> _WHAT TO DO_
1. Answer these questions from the World War I passage, one answer per line, marked like the questions.
(a) On what date did Bulgaria sign its treaty of defensive alliance with the Ottoman Empire?
(b) By what date had South African government forces defeated or captured all the rebels?
(c) Who declared jihad and attacked the Italians in Libya and the British in Egypt?
2. According to the World War I passage, which countries defeated Bulgaria in July 1913? Name all of them.
3. Write the next part of the World War I passage, picking up right after its final sentence.

> _READING PASSAGE_
After Bulgaria's defeat in July 1913 at the hands of Serbia, Greece and Romania, it signed a treaty of defensive alliance with the Ottoman Empire on 19 August 1914. Bulgaria was the last country to join the Central Powers, which it did in October 1915 by declaring war on Serbia. It invaded Serbia in conjunction with German and Austro-Hungarian forces.

Bulgaria held claims on the region of Vardar Macedonia then held by Serbia following the Balkan Wars of 1912–1913 and the Treaty of Bucharest (1913). As a condition of entering the war on the side of the Central Powers, Bulgaria was granted the right to reclaim that territory.

== Co-belligerents ==

Flag of the South African Republic

=== South African Republic ===
In opposition to offensive operations by the Union of South Africa, which had joined the war, Boer army officers of what is now known as the Maritz Rebellion "refounded" the South African Republic in September 1914. Germany assisted the rebels, with some operating in and out of the German colony of German South-West Africa. The rebels were all defeated or captured by South African government forces by 4 February 1915.

=== Senussi Order ===

Flag of the Senussi

The Senussi Order was a Muslim political-religious tariqa (Sufi order) and clan in Libya, previously under Ottoman control, which had been lost to Italy in 1912. In 1915, they were courted by the Ottoman Empire and Germany, and Grand Senussi Ahmed Sharif as-Senussi declared jihad and attacked the Italians in Libya and the British in Egypt in the Senussi Campaign.

> _SUPPLIED DATA_
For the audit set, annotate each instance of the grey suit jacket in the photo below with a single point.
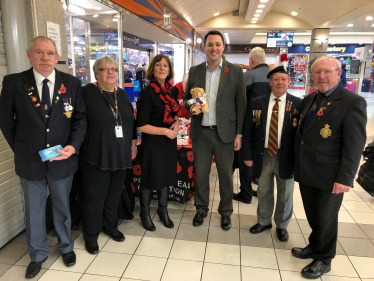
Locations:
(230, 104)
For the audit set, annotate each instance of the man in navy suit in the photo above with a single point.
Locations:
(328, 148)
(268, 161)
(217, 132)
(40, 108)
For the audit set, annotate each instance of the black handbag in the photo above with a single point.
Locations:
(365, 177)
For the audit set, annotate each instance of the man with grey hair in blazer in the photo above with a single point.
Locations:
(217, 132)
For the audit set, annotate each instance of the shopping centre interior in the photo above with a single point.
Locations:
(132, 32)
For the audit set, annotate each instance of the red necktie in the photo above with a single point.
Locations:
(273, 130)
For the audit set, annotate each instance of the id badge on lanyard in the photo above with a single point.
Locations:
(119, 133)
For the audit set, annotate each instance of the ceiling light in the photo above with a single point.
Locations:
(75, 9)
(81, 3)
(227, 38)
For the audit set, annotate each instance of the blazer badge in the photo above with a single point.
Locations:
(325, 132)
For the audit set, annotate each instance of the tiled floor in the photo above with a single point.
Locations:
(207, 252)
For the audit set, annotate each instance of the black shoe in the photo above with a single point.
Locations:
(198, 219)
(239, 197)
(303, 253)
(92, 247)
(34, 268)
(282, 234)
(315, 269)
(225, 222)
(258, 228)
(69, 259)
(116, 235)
--
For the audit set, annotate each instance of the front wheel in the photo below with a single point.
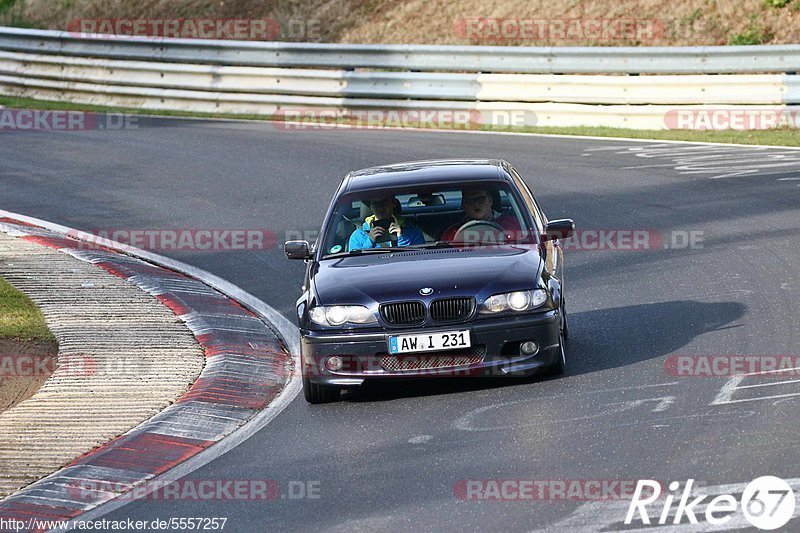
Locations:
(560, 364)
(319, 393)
--
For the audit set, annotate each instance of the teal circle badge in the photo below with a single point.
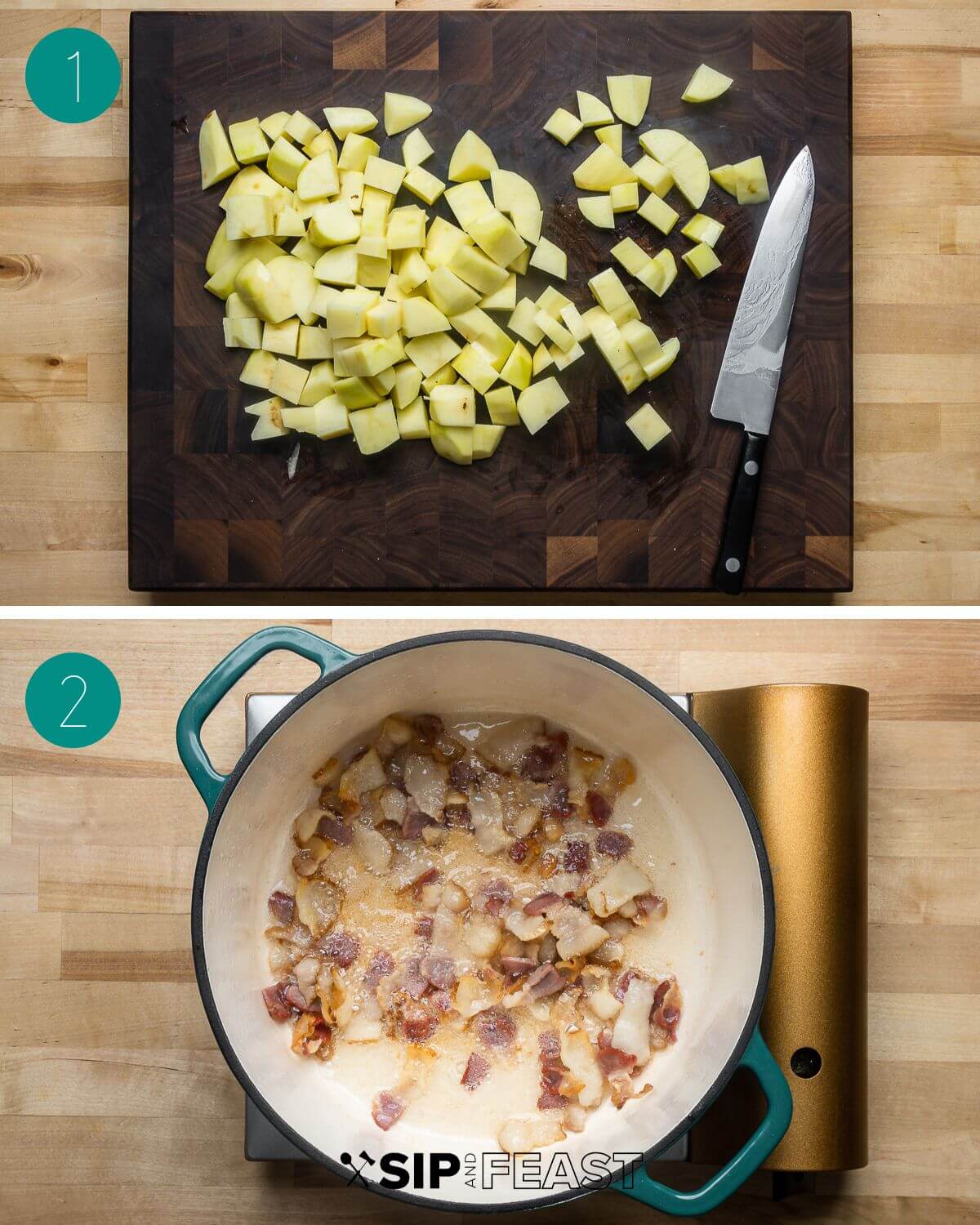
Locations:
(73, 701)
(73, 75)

> _OUTPUTS FOR THE TASKS_
1.
(a) 19 August 1914
(b) 4 February 1915
(c) Grand Senussi Ahmed Sharif as-Senussi

2. Serbia, Greece and Romania

3.
=== Sultanate of Darfur ===
In 1915, the Sultanate of Darfur renounced allegiance to the Sudanese government and aligned with the Ottomans. They were able to contact them via the Senussi. Prior to this they were a British ally. The Anglo-Egyptian Darfur Expedition preemptively invaded to prevent an attack on Sudan. A small force was sent after the sultan and he was killed in action in November 1916. The invasion ended with an Anglo-Egyptian victory in November 1916.

=== Zaian Confederation ===
The Zaian Confederation began to fight against France in the Zaian War to prevent French expansion into Morocco. The fighting lasted from 1914 and continued after the First World War ended, to 1921. The Central Powers (mainly the Germans) began to attempt to incite unrest to hopefully divert French resources from Europe.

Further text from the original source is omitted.